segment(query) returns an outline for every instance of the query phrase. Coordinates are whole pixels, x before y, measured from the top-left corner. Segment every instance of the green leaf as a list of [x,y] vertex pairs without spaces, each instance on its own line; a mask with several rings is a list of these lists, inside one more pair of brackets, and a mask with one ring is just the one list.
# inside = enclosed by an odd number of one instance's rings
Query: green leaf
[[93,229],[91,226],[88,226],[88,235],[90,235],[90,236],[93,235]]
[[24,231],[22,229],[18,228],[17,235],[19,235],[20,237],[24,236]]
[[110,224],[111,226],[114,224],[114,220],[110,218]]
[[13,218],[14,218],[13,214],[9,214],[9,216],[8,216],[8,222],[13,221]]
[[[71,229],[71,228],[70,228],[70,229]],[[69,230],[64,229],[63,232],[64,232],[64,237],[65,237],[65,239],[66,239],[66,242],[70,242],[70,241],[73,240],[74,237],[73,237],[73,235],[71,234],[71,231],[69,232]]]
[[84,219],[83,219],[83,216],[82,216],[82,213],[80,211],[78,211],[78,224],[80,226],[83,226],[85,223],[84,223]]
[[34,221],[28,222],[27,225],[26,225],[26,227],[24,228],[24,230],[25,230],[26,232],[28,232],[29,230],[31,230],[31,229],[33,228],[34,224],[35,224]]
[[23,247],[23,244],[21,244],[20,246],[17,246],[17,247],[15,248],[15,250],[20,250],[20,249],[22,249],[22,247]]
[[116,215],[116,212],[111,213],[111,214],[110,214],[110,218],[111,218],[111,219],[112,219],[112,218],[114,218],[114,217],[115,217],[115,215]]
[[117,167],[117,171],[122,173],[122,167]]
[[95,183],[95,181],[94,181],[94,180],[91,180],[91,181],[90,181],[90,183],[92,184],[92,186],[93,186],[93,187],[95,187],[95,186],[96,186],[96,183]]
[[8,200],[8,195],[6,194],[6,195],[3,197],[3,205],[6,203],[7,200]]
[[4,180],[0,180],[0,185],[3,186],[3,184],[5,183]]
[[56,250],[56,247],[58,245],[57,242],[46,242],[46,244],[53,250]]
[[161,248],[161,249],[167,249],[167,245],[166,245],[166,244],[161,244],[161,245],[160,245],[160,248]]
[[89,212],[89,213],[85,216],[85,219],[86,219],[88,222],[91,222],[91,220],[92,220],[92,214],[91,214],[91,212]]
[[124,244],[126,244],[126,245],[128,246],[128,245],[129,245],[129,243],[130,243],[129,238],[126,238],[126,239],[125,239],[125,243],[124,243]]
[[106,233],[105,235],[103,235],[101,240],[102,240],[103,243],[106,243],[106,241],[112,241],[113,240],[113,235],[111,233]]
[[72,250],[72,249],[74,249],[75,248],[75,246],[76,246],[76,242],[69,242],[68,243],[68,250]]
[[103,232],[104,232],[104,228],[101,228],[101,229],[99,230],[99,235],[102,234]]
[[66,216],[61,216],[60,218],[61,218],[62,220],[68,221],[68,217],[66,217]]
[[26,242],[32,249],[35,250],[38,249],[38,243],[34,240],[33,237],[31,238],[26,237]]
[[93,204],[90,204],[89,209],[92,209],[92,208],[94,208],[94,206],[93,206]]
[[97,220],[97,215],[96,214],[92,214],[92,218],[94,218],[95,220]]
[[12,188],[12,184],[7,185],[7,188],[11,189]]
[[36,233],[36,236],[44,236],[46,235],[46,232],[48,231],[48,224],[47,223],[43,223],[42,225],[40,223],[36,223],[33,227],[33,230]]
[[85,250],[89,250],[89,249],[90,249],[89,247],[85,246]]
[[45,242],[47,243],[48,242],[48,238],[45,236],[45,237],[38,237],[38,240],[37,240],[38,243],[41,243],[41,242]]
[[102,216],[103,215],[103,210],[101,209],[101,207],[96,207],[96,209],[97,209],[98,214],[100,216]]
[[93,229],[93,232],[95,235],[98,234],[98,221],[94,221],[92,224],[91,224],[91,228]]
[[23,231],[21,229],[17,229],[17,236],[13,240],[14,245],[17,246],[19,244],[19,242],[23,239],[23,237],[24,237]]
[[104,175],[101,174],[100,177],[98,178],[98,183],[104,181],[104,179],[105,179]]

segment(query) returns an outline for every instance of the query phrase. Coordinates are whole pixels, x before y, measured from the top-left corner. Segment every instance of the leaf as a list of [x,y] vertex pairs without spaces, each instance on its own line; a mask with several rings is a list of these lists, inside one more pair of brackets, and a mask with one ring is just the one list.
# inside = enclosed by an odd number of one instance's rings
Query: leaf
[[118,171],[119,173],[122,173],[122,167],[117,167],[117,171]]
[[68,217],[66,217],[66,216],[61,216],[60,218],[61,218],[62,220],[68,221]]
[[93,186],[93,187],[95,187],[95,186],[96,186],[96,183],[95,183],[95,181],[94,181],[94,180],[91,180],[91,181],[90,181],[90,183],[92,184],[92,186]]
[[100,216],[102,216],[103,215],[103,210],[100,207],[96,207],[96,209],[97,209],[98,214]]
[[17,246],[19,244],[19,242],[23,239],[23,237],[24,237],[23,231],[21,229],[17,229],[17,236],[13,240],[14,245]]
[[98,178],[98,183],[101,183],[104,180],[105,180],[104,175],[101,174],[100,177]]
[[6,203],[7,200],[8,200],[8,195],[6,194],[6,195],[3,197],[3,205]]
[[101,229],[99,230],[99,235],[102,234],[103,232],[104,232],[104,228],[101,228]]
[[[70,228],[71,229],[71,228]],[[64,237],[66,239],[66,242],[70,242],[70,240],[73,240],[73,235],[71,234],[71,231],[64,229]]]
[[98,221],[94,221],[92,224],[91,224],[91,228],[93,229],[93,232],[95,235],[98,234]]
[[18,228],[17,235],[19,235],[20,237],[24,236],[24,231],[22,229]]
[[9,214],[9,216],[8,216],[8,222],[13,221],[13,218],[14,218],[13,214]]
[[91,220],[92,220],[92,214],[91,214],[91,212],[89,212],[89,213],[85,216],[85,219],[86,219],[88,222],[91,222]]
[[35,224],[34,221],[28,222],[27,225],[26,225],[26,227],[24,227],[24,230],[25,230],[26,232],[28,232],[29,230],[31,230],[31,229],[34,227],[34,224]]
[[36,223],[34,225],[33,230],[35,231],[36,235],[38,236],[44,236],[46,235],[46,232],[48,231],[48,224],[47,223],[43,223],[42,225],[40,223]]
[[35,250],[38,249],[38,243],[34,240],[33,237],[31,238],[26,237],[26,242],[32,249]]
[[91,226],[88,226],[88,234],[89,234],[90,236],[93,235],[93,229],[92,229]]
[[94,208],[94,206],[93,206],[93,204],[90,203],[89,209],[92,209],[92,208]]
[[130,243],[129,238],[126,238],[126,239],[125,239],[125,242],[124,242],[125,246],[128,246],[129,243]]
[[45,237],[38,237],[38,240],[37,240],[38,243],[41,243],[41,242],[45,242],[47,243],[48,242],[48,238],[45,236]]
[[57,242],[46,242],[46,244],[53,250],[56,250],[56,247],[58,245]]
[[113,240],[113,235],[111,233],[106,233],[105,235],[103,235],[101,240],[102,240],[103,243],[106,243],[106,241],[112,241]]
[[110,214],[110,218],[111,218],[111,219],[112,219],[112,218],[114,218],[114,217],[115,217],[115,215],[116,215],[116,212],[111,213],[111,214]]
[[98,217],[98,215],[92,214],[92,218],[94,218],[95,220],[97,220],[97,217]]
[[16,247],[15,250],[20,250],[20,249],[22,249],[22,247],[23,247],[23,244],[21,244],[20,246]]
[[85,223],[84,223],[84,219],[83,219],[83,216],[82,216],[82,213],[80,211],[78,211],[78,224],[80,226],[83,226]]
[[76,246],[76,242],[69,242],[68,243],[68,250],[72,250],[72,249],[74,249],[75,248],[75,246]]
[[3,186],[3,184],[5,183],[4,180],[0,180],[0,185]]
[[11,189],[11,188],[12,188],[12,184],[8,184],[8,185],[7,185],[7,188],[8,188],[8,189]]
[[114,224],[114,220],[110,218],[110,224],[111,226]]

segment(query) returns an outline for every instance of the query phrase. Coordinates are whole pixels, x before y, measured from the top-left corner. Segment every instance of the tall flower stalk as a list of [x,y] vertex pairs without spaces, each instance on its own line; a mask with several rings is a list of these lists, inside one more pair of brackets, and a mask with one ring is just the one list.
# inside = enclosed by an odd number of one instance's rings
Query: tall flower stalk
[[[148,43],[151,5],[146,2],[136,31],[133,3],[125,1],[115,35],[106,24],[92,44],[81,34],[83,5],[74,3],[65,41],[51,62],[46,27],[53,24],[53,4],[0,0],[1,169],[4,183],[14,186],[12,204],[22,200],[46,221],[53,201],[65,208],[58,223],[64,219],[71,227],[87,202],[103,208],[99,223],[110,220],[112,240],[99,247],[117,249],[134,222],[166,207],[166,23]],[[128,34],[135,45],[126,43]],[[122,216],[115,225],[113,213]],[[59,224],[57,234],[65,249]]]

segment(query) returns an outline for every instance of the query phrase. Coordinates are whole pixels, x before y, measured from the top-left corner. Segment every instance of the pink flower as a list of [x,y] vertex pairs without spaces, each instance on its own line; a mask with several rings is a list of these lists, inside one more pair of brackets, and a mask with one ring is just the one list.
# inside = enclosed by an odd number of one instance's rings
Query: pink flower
#####
**Your goal:**
Pick out each line in the material containing "pink".

**Finished exercise:**
segment(query) returns an outline for every instance of the query phrase. Coordinates are whole pixels, x before y, measured from the top-left corner. Segment every instance of the pink flower as a list of [x,y] vertex pairs without spaces, each instance on its own line; a mask with several rings is a list of these lists, inside one more pair of brackets, and a mask with one ring is just the one list.
Query: pink flower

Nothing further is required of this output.